Excerpts of bounding box data
--------

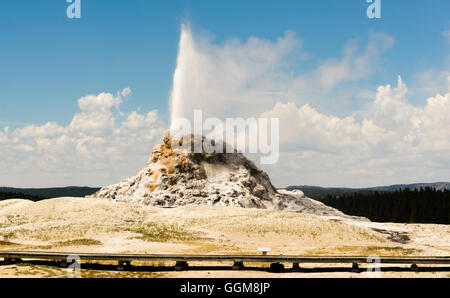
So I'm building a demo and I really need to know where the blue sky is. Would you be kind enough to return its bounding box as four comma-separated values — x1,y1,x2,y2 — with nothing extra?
0,0,450,187
0,0,450,127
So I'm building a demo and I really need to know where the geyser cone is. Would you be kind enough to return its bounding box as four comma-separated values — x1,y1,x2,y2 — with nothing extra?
91,134,364,217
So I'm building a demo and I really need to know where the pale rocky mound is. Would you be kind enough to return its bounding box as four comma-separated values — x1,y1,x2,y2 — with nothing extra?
90,135,366,217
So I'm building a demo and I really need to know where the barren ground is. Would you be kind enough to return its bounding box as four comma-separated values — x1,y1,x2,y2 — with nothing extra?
0,198,450,277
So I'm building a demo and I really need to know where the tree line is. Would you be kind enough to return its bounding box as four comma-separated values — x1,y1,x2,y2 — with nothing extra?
322,187,450,224
0,191,47,202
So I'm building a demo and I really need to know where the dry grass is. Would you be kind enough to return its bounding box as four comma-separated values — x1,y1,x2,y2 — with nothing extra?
134,222,201,242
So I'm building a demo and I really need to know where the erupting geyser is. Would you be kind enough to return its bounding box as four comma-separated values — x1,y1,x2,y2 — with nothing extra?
90,26,364,217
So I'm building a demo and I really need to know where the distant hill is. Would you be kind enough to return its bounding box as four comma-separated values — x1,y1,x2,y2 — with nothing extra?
286,182,450,201
0,186,100,199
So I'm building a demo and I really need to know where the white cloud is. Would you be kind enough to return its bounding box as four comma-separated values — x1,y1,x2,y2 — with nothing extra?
0,88,165,187
0,28,450,186
262,77,450,186
318,33,394,88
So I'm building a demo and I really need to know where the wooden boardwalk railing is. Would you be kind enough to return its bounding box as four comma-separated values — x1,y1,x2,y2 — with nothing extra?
0,251,450,270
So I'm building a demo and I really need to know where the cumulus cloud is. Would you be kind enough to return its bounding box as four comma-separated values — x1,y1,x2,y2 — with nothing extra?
172,28,450,186
171,26,394,123
0,88,164,186
261,77,450,186
0,27,450,186
318,32,394,88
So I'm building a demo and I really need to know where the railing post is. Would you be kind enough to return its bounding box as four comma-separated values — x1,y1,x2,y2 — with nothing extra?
175,261,189,271
233,261,245,270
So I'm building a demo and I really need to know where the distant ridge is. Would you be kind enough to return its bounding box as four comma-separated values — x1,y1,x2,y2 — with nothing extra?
0,186,100,199
286,182,450,201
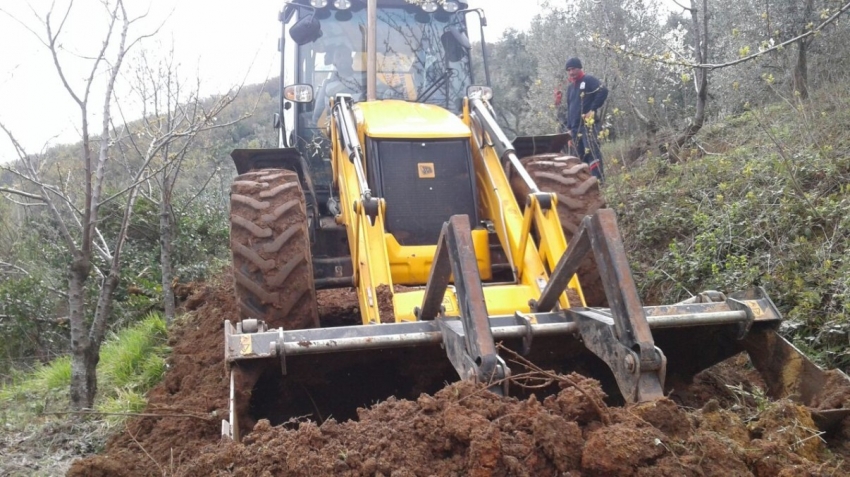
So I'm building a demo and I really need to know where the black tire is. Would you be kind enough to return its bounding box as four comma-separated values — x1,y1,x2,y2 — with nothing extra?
511,154,608,307
230,169,319,330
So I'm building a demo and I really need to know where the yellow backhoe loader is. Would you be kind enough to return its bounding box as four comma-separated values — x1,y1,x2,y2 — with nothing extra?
222,0,846,439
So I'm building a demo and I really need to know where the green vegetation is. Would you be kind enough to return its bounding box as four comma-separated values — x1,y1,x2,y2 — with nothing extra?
0,313,168,427
606,87,850,367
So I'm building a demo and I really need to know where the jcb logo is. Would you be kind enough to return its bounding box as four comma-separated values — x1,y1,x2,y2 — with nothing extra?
418,162,436,179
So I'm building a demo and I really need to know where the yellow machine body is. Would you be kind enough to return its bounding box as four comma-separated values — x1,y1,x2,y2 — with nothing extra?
331,100,582,324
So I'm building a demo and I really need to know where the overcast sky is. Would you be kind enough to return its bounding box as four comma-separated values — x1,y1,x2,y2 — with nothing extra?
0,0,664,162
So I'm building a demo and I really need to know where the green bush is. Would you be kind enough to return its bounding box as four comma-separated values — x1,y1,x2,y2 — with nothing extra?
605,86,850,366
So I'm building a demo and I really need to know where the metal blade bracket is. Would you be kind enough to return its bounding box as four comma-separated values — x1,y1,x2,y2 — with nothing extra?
556,209,667,402
419,215,510,392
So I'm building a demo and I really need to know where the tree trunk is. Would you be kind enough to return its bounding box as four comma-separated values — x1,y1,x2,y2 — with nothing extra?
668,0,709,161
792,0,815,99
159,194,175,325
68,250,98,410
794,38,809,99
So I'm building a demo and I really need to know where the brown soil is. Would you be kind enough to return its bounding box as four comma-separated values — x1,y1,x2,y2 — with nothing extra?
69,280,850,476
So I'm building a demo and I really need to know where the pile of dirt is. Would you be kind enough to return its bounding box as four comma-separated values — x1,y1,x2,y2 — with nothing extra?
69,280,850,476
181,375,850,477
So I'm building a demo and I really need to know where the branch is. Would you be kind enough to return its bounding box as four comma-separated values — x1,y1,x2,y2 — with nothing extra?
0,262,30,276
0,187,46,201
601,2,850,70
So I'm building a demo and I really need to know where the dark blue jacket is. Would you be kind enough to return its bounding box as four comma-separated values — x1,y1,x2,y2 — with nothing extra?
567,74,608,130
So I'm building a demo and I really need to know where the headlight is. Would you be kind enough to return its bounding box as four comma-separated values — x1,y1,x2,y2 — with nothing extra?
466,85,493,101
422,0,437,13
283,84,313,103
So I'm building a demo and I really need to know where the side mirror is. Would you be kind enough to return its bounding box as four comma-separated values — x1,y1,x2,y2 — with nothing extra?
449,24,472,50
289,13,322,45
283,84,313,103
440,27,471,62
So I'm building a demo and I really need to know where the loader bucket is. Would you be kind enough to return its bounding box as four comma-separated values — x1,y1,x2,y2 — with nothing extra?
222,209,850,439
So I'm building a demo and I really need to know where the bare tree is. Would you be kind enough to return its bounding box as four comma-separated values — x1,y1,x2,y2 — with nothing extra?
116,51,242,324
670,0,710,159
0,0,160,409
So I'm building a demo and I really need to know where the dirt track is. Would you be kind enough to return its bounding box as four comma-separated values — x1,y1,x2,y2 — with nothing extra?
69,281,850,476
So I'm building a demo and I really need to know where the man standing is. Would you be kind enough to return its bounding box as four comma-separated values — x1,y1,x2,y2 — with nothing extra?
555,58,608,180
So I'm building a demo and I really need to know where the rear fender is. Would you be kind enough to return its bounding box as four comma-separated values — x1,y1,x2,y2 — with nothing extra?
230,147,304,176
511,133,570,158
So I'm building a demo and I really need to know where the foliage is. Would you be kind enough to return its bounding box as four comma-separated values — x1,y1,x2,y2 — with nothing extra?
606,86,850,366
0,276,67,360
0,313,168,424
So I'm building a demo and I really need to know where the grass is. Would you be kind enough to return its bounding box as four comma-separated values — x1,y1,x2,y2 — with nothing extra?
0,313,168,427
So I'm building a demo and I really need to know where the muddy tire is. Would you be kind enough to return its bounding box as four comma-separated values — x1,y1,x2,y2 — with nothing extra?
230,169,319,330
511,154,607,306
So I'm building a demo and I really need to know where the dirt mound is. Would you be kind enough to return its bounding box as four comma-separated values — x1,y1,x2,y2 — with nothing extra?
69,280,850,476
180,375,850,476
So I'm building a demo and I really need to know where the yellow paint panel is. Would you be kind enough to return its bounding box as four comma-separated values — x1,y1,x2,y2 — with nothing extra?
354,99,470,139
384,229,493,285
393,285,538,321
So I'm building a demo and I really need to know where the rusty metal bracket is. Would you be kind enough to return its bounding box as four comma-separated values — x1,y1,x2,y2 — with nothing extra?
419,215,509,392
534,209,667,402
514,311,534,356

--------

Convert all the records above into a JSON list of strings with one string per line, leaving out blank lines and the pictures.

[
  "So I'm building a demo and I really need to know where the blue sky is. Would you be kind enough to return its bounding box as four comma-separated values — x1,y1,x2,y2 — with nothing extra?",
  "0,0,450,187",
  "0,0,450,127",
  "So I'm building a demo and I really need to know where the geyser cone is. Would you be kind enough to return its bounding box as four comma-separated values — x1,y1,x2,y2 — with nothing extra?",
  "91,134,364,217",
  "So I'm building a demo and I really need to know where the pale rocky mound is. Would you be kind enough to return its bounding box as four comma-separated values — x1,y1,x2,y2 — with nothing extra?",
  "90,135,366,217",
  "So I'm building a demo and I really need to know where the barren ground is. Would you be kind enough to return its bounding box as four comma-separated values — x1,y1,x2,y2 — with nothing extra?",
  "0,198,450,277",
  "So I'm building a demo and I really need to know where the tree line is. Would you be kind enough to return its bounding box as four comma-separated values — x1,y1,x2,y2 — with nothing extra?",
  "322,187,450,224",
  "0,191,47,202",
  "So I'm building a demo and I really need to know where the dry grass is. Would you be kind enough to return its bounding box as four comma-separated values — x1,y1,x2,y2 — with nothing extra?",
  "134,222,201,242",
  "So I'm building a demo and I really need to know where the erupting geyser is. Would you be kind enough to return its bounding box as four comma-separated values — x1,y1,x2,y2 — with nothing extra?",
  "90,26,364,217",
  "So I'm building a demo and I really need to know where the distant hill is. Would you be kind enough to return its bounding box as four comma-separated values — x1,y1,x2,y2 — with nothing extra?",
  "286,182,450,201",
  "0,186,100,199",
  "So I'm building a demo and I really need to know where the white cloud is. Would you be kind enough to return its bounding box as four comma-separated values — x1,y1,x2,y2 — with nothing extra?",
  "0,88,165,187",
  "0,28,450,186",
  "262,77,450,186",
  "318,33,394,88",
  "So I'm building a demo and I really need to know where the wooden boardwalk railing is. Would you be kind enough to return its bounding box as four comma-separated values — x1,y1,x2,y2 — with nothing extra?",
  "0,251,450,270",
  "So I'm building a demo and I really need to know where the cumulus cloud is. Would you be kind enough to return its bounding box as four comma-separated values — x1,y1,x2,y2 — with nothing extra?",
  "172,28,450,186",
  "171,26,394,123",
  "0,88,164,186",
  "261,77,450,186",
  "0,27,450,186",
  "318,32,394,88",
  "So I'm building a demo and I really need to know where the railing post is. Would you be kind enough to return its bounding box as four comma-separated values — x1,y1,x2,y2 — with nothing extra?",
  "175,261,189,271",
  "233,261,245,270",
  "So I'm building a demo and I really need to know where the distant ridge is. Would you be kind enough to return its bounding box as four comma-separated values — x1,y1,x2,y2 — with nothing extra?",
  "0,186,100,199",
  "286,182,450,201",
  "So I'm building a demo and I really need to know where the black tire is. Would you be kind enough to return its bounding box as four comma-separated values — x1,y1,x2,y2 — with nothing extra?",
  "511,154,608,307",
  "230,169,319,330",
  "So I'm building a demo and I really need to know where the yellow backhoe loader is. Would you be kind enough to return its bounding box as four comma-separated values — x1,y1,x2,y2 — with nothing extra?",
  "222,0,846,439",
  "So I'm building a demo and I really need to know where the green vegetation is. Would you be kind enough to return its bounding box as four comma-separated values — x1,y1,x2,y2 — with nothing extra?",
  "0,313,168,427",
  "606,87,850,367",
  "So I'm building a demo and I really need to know where the jcb logo is. Would you be kind enough to return its bounding box as four comma-separated values — x1,y1,x2,y2 — with nothing extra?",
  "418,162,436,179",
  "So I'm building a demo and I really need to know where the yellow machine body is. Would you be kind enough to return its bounding box as four comma-separated values — x1,y1,x2,y2 — with nothing extra?",
  "331,100,582,324",
  "So I'm building a demo and I really need to know where the overcast sky is. Would you be kind enough to return its bounding box as four comma-separated values — x1,y1,x2,y2 — with nothing extra?",
  "0,0,664,162",
  "So I'm building a demo and I really need to know where the green bush is. Would you be kind enough to return its bounding box as four comma-separated values — x1,y1,x2,y2 — with nothing extra?",
  "605,86,850,366",
  "So I'm building a demo and I really need to know where the metal blade bracket is. Would you be kind enough to return its bounding box as four comma-separated values — x1,y1,x2,y2 — with nothing extra?",
  "556,209,667,402",
  "419,215,510,392",
  "So I'm building a demo and I really need to know where the tree trunk is. Would you be kind enough to return its bounding box as four comma-separated values — x1,y1,x2,y2 — with nothing extra?",
  "668,0,709,161",
  "792,0,815,99",
  "159,194,175,325",
  "68,250,98,410",
  "794,38,809,99",
  "So I'm building a demo and I really need to know where the brown soil is. Would you be kind enough to return its bounding box as four comma-separated values — x1,y1,x2,y2 — with nothing extra?",
  "69,280,850,476",
  "So I'm building a demo and I really need to know where the pile of dirt is. Would you be kind enough to return its bounding box as four comma-separated values — x1,y1,x2,y2 — with nothing extra?",
  "69,280,850,476",
  "181,375,850,477",
  "So I'm building a demo and I really need to know where the branch is. Would you be kind enough to return its bounding box as four comma-separated values — x1,y1,x2,y2 — with nothing extra?",
  "0,262,30,276",
  "0,187,46,201",
  "601,2,850,70",
  "So I'm building a demo and I really need to know where the dark blue jacket is. Would you be kind enough to return its bounding box as four comma-separated values — x1,y1,x2,y2 — with nothing extra?",
  "567,74,608,130",
  "So I'm building a demo and I really need to know where the headlight is. Would you be kind enough to return its bounding box as four comma-separated values — x1,y1,x2,y2 — with nothing extra?",
  "466,85,493,101",
  "422,0,437,13",
  "283,84,313,103",
  "So I'm building a demo and I really need to know where the side mirror is. Would you be kind enough to return its bounding box as four comma-separated values — x1,y1,x2,y2 — with nothing extra?",
  "449,24,472,50",
  "289,13,322,45",
  "283,84,313,103",
  "440,27,471,62",
  "So I'm building a demo and I really need to know where the loader bucket is. Would you be kind enough to return its bounding box as four comma-separated values — x1,y1,x2,y2 — with nothing extra?",
  "222,209,850,439",
  "So I'm building a demo and I really need to know where the bare tree is. Would you be kind enough to return its bounding box as four comma-separated values — x1,y1,x2,y2 — with nothing extra?",
  "116,51,242,324",
  "670,0,710,159",
  "0,0,160,409",
  "So I'm building a demo and I really need to know where the dirt track is. Would you be kind enough to return its bounding box as four comma-separated values — x1,y1,x2,y2 — with nothing extra?",
  "69,281,850,476",
  "So I'm building a demo and I really need to know where the man standing is. Would you be kind enough to return its bounding box as four comma-separated values — x1,y1,x2,y2 — with nothing extra?",
  "555,58,608,180",
  "So I'm building a demo and I really need to know where the rear fender is. Would you be kind enough to return its bounding box as four comma-separated values — x1,y1,x2,y2 — with nothing extra?",
  "230,147,304,176",
  "511,133,570,158",
  "So I'm building a demo and I really need to know where the foliage is. Would you be kind enough to return its bounding box as four comma-separated values — x1,y1,x2,y2 — with nothing extra?",
  "606,86,850,366",
  "0,276,67,360",
  "0,313,168,424",
  "So I'm building a demo and I really need to know where the grass is. Would you be kind enough to return its bounding box as four comma-separated values — x1,y1,x2,y2 — with nothing extra?",
  "0,313,168,427",
  "So I'm building a demo and I really need to know where the muddy tire is. Would you be kind enough to return its bounding box as four comma-separated values — x1,y1,x2,y2 — with nothing extra?",
  "230,169,319,330",
  "511,154,607,306",
  "So I'm building a demo and I really need to know where the dirt mound is. Would you be kind enough to return its bounding box as four comma-separated values — x1,y1,x2,y2 — with nothing extra?",
  "69,280,850,476",
  "180,375,850,476",
  "So I'm building a demo and I really need to know where the yellow paint panel is. Would you be kind enough to return its bounding box as four comma-separated values — x1,y1,x2,y2 — with nothing extra?",
  "354,99,470,139",
  "384,229,493,285",
  "393,285,538,321",
  "So I'm building a demo and I really need to know where the rusty metal bracket is. Would you be kind enough to return its bounding box as four comma-separated values — x1,y1,x2,y2 — with nothing extra?",
  "419,215,509,392",
  "534,209,667,402",
  "514,311,534,356"
]